* Task statement
Pick out every line in the data below that contains the word "Target", matching case exactly, and copy each such line.

* Supplied records
.....

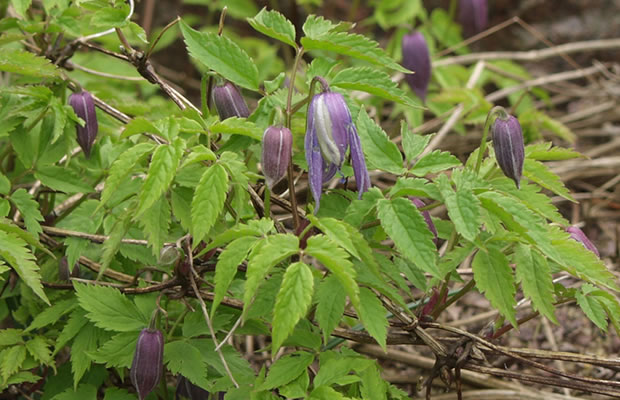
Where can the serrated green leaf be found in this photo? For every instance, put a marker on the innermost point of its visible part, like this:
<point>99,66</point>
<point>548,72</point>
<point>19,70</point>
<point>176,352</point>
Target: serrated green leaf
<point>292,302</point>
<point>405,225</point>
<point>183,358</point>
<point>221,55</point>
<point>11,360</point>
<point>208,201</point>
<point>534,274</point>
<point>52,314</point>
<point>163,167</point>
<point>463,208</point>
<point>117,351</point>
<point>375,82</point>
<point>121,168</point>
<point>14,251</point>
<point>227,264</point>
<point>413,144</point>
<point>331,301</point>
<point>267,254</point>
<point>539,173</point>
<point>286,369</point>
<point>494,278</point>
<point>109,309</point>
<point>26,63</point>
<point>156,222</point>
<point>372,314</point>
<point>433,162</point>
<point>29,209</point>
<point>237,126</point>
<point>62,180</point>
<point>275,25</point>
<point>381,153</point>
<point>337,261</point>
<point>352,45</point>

.....

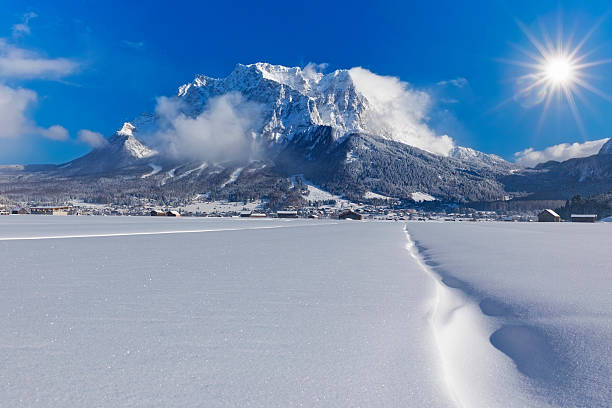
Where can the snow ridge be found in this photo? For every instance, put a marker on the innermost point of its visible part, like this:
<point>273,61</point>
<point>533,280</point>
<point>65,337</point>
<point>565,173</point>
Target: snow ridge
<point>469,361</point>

.....

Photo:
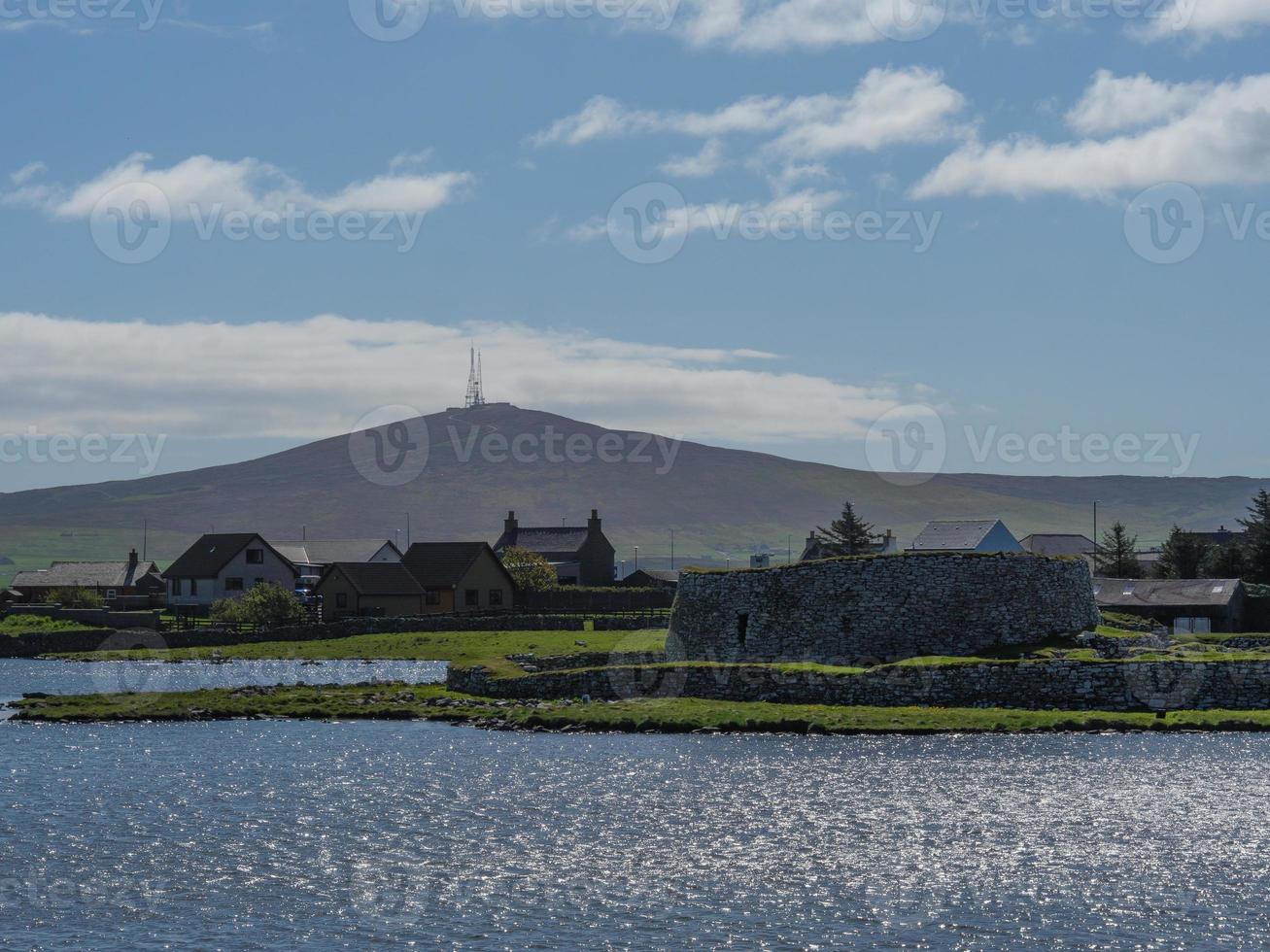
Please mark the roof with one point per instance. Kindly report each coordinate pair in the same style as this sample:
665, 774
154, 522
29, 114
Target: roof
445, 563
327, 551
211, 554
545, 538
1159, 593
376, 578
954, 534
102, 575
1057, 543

.....

* Response to the task
Target: serrated green leaf
Target: snow ridge
Target: roof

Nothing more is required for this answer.